Extract, unchanged, every line of the rows below that contains the string "white". Treat uppercase and lowercase letters as different.

## START PROVIDED RECORDS

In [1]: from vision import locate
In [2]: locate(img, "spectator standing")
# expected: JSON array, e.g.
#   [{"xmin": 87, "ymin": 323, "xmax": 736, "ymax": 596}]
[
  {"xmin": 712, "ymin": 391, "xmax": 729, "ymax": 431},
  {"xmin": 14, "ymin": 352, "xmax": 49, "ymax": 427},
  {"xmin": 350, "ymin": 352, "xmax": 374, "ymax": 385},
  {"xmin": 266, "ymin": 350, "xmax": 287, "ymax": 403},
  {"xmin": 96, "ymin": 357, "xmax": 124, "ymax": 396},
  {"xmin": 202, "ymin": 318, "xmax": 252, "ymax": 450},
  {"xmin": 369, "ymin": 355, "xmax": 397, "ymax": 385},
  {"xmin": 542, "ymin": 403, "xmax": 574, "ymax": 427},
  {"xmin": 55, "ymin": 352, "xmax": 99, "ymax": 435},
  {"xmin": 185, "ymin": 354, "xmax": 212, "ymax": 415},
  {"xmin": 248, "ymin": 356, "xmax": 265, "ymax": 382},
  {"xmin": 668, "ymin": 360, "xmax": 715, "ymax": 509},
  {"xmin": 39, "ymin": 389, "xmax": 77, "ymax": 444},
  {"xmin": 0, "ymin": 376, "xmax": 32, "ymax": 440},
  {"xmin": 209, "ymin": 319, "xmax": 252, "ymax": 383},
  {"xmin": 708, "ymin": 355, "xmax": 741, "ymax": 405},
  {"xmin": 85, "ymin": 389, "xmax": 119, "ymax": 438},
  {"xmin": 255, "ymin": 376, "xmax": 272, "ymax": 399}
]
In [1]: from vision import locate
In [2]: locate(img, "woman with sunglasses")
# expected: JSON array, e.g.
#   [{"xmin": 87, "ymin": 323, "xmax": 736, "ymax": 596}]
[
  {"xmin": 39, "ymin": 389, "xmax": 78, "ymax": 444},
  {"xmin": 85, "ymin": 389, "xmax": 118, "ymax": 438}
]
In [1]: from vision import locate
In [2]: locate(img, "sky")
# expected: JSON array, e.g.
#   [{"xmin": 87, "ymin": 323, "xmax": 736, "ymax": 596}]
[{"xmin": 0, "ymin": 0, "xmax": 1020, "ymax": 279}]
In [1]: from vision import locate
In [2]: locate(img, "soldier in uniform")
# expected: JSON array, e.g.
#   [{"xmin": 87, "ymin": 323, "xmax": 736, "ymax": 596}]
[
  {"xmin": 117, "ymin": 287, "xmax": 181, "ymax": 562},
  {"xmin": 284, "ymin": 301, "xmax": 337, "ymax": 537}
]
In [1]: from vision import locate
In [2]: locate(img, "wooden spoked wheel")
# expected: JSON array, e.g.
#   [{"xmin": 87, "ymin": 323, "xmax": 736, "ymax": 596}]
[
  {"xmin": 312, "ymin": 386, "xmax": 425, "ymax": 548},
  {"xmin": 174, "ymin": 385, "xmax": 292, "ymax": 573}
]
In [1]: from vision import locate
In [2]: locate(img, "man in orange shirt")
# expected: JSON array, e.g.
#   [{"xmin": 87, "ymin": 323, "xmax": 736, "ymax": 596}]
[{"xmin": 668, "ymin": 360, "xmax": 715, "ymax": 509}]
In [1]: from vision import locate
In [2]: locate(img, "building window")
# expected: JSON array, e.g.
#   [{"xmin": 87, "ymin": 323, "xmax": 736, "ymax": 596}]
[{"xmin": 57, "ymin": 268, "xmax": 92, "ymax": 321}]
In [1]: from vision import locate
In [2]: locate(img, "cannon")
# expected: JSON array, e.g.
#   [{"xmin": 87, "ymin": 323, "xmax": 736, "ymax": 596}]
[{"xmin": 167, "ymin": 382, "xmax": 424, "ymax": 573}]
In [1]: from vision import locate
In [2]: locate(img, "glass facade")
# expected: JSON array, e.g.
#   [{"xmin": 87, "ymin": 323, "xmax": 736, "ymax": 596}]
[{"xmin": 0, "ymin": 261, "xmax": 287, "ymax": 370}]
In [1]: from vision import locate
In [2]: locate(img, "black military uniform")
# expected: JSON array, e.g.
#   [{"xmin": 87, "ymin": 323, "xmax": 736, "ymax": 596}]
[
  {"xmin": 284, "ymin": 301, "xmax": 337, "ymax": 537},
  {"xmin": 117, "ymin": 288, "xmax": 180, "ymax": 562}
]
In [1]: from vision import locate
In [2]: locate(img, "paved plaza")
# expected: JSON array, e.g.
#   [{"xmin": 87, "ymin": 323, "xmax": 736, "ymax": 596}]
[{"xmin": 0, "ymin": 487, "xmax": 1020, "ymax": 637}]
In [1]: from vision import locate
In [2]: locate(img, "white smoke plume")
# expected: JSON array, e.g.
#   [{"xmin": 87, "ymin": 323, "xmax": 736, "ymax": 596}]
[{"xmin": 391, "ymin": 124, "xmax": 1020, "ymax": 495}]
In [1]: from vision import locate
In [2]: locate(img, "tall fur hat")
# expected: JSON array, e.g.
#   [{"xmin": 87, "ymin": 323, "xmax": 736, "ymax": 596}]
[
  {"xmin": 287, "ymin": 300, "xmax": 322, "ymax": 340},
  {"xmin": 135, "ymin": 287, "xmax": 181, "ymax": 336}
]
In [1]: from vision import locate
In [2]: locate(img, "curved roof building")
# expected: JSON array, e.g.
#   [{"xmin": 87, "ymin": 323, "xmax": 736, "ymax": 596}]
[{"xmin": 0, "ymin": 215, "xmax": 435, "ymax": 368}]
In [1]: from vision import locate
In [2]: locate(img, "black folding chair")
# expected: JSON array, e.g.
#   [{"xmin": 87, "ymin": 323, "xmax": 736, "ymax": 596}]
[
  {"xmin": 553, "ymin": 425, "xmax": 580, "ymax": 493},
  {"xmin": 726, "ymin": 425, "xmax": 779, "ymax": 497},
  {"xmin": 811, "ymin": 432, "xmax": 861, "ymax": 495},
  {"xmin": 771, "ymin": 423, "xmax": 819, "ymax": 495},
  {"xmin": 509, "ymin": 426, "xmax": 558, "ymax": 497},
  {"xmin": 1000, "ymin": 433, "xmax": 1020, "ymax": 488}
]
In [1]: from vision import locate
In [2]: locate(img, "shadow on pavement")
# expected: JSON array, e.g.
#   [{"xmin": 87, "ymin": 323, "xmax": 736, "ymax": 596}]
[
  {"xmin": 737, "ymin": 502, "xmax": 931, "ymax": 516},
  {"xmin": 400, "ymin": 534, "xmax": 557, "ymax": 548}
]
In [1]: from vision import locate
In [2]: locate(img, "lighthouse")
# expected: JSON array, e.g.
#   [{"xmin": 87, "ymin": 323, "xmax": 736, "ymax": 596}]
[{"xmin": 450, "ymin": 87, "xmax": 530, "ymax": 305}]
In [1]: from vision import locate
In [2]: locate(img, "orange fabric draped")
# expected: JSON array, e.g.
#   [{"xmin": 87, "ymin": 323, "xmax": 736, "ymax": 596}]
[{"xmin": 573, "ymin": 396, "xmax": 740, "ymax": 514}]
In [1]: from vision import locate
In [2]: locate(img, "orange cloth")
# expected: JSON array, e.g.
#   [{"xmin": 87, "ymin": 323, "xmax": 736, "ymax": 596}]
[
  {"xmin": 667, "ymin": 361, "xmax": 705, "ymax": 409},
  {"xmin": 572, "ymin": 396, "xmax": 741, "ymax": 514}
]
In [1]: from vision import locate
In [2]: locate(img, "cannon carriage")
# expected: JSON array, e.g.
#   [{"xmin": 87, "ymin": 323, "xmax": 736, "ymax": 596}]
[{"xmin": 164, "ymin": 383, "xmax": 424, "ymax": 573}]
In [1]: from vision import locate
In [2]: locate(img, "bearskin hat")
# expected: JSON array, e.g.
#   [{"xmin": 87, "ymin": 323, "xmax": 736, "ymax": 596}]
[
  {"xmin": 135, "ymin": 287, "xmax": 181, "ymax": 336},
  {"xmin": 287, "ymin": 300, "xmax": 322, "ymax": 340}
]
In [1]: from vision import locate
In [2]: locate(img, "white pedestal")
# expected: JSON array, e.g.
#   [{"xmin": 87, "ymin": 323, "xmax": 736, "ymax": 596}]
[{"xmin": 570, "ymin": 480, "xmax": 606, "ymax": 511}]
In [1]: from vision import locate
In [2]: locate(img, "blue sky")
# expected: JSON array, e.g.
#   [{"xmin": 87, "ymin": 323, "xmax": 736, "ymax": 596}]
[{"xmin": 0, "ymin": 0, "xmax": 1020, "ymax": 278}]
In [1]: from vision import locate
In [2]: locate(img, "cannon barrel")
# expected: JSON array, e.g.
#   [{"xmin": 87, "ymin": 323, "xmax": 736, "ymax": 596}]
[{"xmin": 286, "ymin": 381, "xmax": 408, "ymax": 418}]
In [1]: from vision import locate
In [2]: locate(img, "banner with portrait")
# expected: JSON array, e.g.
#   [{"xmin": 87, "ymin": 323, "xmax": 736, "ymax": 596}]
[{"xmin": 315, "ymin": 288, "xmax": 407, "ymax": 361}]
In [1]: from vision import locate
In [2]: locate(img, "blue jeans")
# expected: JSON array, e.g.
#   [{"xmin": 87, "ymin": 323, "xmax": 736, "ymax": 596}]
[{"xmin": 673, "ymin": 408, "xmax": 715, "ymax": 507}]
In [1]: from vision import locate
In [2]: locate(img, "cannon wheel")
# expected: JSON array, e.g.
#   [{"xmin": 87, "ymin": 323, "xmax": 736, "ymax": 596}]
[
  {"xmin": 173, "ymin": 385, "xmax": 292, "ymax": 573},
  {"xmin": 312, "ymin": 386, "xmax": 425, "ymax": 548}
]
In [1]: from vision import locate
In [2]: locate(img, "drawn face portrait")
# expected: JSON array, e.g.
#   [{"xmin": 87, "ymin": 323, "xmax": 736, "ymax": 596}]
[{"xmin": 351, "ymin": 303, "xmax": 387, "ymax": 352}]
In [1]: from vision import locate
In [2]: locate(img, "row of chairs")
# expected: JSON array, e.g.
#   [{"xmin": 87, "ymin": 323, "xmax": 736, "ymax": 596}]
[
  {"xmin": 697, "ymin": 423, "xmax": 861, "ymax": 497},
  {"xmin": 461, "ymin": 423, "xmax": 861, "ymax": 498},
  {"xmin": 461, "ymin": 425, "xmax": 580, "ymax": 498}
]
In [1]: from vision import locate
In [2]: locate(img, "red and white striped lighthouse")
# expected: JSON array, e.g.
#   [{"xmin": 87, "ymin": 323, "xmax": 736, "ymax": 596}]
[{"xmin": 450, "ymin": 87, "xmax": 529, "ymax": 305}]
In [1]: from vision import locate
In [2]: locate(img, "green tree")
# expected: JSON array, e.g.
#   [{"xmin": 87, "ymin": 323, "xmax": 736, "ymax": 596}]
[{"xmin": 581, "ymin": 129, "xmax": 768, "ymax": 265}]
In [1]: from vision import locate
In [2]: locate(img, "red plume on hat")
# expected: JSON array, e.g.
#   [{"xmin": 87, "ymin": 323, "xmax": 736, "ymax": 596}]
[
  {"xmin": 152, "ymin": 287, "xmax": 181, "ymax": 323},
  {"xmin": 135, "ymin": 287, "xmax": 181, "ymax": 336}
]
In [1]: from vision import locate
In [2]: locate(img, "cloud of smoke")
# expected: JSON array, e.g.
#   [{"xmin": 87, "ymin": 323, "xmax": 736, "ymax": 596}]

## END PROVIDED RECORDS

EXERCISE SOLUTION.
In [2]: locate(img, "white smoke plume")
In [2]: locate(img, "white pedestal")
In [2]: locate(img, "red and white striped lighthouse")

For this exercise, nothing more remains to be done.